Reproduce each of the following rows verbatim, from the first to the last.

• _Excerpted records_
------------------------------------------------

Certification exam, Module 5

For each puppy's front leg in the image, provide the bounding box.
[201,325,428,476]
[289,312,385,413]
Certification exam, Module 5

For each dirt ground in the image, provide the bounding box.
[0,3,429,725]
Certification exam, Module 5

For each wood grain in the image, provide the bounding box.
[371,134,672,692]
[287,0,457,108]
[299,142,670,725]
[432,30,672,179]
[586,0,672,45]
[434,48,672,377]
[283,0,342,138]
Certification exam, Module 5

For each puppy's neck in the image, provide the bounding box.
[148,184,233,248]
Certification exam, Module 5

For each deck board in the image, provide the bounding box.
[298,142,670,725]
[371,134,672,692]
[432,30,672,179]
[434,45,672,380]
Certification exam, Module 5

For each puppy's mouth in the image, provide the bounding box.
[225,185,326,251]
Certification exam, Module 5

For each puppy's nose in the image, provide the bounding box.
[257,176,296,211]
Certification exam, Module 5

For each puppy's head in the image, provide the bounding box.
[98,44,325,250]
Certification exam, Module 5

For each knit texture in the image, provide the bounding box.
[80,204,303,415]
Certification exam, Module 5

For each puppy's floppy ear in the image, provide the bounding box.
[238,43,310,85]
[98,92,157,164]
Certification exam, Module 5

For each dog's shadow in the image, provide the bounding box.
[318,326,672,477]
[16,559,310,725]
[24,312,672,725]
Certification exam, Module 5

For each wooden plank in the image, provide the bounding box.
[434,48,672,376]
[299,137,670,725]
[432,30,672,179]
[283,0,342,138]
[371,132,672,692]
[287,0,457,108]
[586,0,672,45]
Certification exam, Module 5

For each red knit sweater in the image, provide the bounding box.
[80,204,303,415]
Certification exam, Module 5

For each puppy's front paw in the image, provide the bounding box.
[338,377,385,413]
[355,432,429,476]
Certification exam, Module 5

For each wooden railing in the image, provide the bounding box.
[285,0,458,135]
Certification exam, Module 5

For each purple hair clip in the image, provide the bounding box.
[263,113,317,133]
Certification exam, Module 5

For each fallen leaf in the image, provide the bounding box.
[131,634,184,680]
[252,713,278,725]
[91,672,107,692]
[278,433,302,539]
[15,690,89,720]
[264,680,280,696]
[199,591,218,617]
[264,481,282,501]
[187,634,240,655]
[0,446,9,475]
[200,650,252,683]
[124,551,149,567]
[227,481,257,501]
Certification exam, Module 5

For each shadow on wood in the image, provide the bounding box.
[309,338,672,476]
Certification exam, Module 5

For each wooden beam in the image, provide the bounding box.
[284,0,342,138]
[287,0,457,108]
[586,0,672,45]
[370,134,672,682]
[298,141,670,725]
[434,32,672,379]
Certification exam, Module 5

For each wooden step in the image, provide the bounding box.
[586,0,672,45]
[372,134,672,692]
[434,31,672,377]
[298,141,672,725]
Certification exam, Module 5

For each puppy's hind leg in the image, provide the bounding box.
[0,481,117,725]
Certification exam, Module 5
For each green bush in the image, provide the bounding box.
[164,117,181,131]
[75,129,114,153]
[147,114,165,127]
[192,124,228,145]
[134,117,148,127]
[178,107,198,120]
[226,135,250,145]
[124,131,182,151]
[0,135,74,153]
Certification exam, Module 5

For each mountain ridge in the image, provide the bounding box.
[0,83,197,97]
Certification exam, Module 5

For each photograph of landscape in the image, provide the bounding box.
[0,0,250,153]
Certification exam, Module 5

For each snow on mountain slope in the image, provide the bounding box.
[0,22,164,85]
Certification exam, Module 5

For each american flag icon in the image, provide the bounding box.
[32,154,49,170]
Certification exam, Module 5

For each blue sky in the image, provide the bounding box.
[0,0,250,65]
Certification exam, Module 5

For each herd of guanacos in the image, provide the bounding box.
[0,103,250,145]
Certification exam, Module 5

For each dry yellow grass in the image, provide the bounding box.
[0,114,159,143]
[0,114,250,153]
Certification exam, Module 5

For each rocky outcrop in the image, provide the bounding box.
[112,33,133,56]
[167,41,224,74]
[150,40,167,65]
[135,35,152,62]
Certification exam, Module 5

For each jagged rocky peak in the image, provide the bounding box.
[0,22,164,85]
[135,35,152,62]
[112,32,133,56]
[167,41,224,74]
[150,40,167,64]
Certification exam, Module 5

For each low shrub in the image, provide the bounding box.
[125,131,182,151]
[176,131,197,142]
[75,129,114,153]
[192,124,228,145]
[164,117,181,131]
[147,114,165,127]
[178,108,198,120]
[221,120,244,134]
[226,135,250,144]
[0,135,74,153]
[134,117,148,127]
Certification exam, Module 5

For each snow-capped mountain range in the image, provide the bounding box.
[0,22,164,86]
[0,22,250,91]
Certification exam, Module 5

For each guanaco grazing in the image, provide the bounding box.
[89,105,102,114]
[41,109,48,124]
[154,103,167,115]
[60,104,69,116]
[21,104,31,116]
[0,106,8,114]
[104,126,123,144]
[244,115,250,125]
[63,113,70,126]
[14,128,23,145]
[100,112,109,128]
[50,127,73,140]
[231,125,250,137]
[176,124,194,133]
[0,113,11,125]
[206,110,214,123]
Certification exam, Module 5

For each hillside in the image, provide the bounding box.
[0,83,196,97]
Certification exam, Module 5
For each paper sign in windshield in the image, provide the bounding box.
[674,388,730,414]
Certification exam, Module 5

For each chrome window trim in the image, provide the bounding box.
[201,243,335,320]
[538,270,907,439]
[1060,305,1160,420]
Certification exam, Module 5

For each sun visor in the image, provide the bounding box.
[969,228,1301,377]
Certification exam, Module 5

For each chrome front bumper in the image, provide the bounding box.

------------------------------------------------

• _Written answer_
Certification exam, Module 5

For each puppy's front leg in the image, provide the bounding box.
[201,325,428,476]
[289,312,385,413]
Certification exam, Module 5

For each dirt ground in the image, provide the bounding box.
[0,3,429,725]
Certification exam, Module 5

For each wood grain in the image, provide the bounding box.
[371,134,672,692]
[287,0,457,108]
[299,142,670,725]
[432,30,672,179]
[586,0,672,45]
[434,48,672,377]
[283,0,342,138]
Certification exam, Module 5

For each puppy's neck in the image, provide the bounding box.
[148,184,233,248]
Certification exam, Module 5

For each deck board in the image, provide the bounding box.
[298,142,670,725]
[371,134,672,692]
[432,30,672,179]
[434,45,672,380]
Certification exam, Module 5

For each puppy's mouth in the image, provide the bounding box.
[225,185,326,251]
Certification exam, Module 5

For each puppy's nose in the image, provide the bounding box.
[257,176,296,211]
Certification exam, Module 5

For each puppy's head in the image, provide the bounding box.
[98,44,325,250]
Certification exam, Module 5

For each knit texture in the image, provide the bounding box.
[80,204,303,415]
Certification exam, Module 5

For each puppy's floppy ear in the image, provide the bounding box.
[238,43,310,85]
[98,92,157,164]
Certification exam, Module 5

For each dog's shadow in the image, provide the bounding box.
[318,326,672,477]
[16,559,310,725]
[24,312,672,725]
Certification exam, Module 5

For each wooden plank in the image, provide the bounding box.
[434,48,672,376]
[299,137,670,725]
[432,30,672,179]
[283,0,342,138]
[371,132,672,692]
[287,0,457,108]
[586,0,672,45]
Certification exam, Module 5

For each red knit sweater in the image, provide the bounding box.
[80,204,303,415]
Certification exam, Module 5

For each puppy's front paw in the image, provide the bounding box.
[338,377,385,413]
[355,432,429,476]
Certification exam, Module 5

For each wooden railing in the image, provide the bounding box.
[285,0,458,135]
Certification exam, Module 5

For each purple hair clip in the image, provide the bounding box.
[263,113,317,133]
Certification exam, Module 5

For each fallen leaf in the image, provide the bounding box.
[131,634,184,680]
[252,713,278,725]
[91,672,107,692]
[278,433,302,539]
[15,690,89,720]
[264,680,280,696]
[199,591,218,617]
[264,481,282,501]
[187,634,240,655]
[0,446,9,475]
[200,650,252,683]
[124,551,149,567]
[227,481,257,501]
Certification exam, Module 5

For each shadow on wood in the image, provide the bounding box.
[309,338,672,476]
Certification exam, Module 5

For each wooden beam in the image, provide the bounding box.
[284,0,342,138]
[287,0,457,108]
[586,0,672,45]
[370,134,672,682]
[298,141,670,725]
[434,32,672,379]
Certification exam, Module 5

For each wooden step in the image, provide the bounding box.
[586,0,672,45]
[372,134,672,692]
[434,31,672,377]
[298,141,672,725]
Certification exam, Module 5

For each puppy's hind leg in the image, provide the bounding box.
[0,481,117,725]
Certification exam, Module 5
For each green bush in the image, provide the bounding box.
[164,117,181,131]
[75,129,114,153]
[147,114,165,127]
[192,124,228,145]
[134,117,148,127]
[178,107,198,120]
[226,135,250,145]
[124,131,182,151]
[0,135,74,153]
Certification exam, Module 5

For each mountain ridge in the image, provide the bounding box.
[0,83,197,97]
Certification exam, Module 5

For each photograph of landscape in the image, provide the bounding box.
[0,0,250,153]
Certification exam, Module 5

For each snow on mountain slope in the image, provide the bounding box.
[0,22,164,85]
Certification exam, Module 5

For each american flag icon in the image, provide the bounding box.
[32,154,49,170]
Certification exam, Module 5

For each blue sky in the image, provide the bounding box.
[0,0,250,65]
Certification exam, Module 5

For each herd of guanacos in the image, provide the bounding box.
[0,103,250,145]
Certification exam, Module 5

For each dry yellow grass in the image, provide the bounding box.
[0,114,159,143]
[0,114,250,153]
Certification exam, Module 5

For each rocky outcrop in the image, provide the bounding box.
[112,33,133,56]
[167,41,224,74]
[150,40,167,65]
[135,35,152,62]
Certification exam, Module 5

For each jagged rocky peak in the image, provide the bounding box.
[0,22,164,85]
[135,35,152,62]
[112,32,133,56]
[167,41,224,74]
[150,40,167,64]
Certification exam, Module 5

For each low shrub in the image, provide the bounding box.
[125,131,182,151]
[176,131,197,142]
[75,129,114,153]
[192,124,228,145]
[164,117,181,131]
[147,114,165,127]
[178,108,198,120]
[221,120,244,134]
[226,135,250,144]
[0,135,74,153]
[134,117,148,127]
Certification exam, Module 5

For each snow-capped mountain range in the image, provide the bounding box.
[0,22,164,86]
[0,22,250,91]
Certification exam, Module 5

For each guanaco grazing in the image, provide the bounding box.
[89,105,102,114]
[41,109,48,124]
[154,103,167,115]
[60,104,69,116]
[21,104,31,116]
[0,106,8,114]
[104,126,123,144]
[244,115,250,125]
[63,113,70,126]
[14,128,23,145]
[100,112,109,128]
[50,127,73,140]
[231,125,250,137]
[176,124,194,133]
[0,113,11,125]
[206,110,214,123]
Certification exam, Module 5

For each hillside in the image, provide the bounding box.
[0,83,196,97]
Certification exam, Module 5
For each paper sign in windshield in the image, provide the bounding box.
[674,388,730,414]
Certification exam, Module 5

For each chrome window trim in the image, provide the bounding box.
[201,243,335,320]
[538,270,907,439]
[1060,305,1160,420]
Certification exam, Module 5

For each sun visor in the image, provide the bounding box.
[969,228,1301,377]
Certification exam, Module 5

For each chrome front bumper in the image, provide the bounding box.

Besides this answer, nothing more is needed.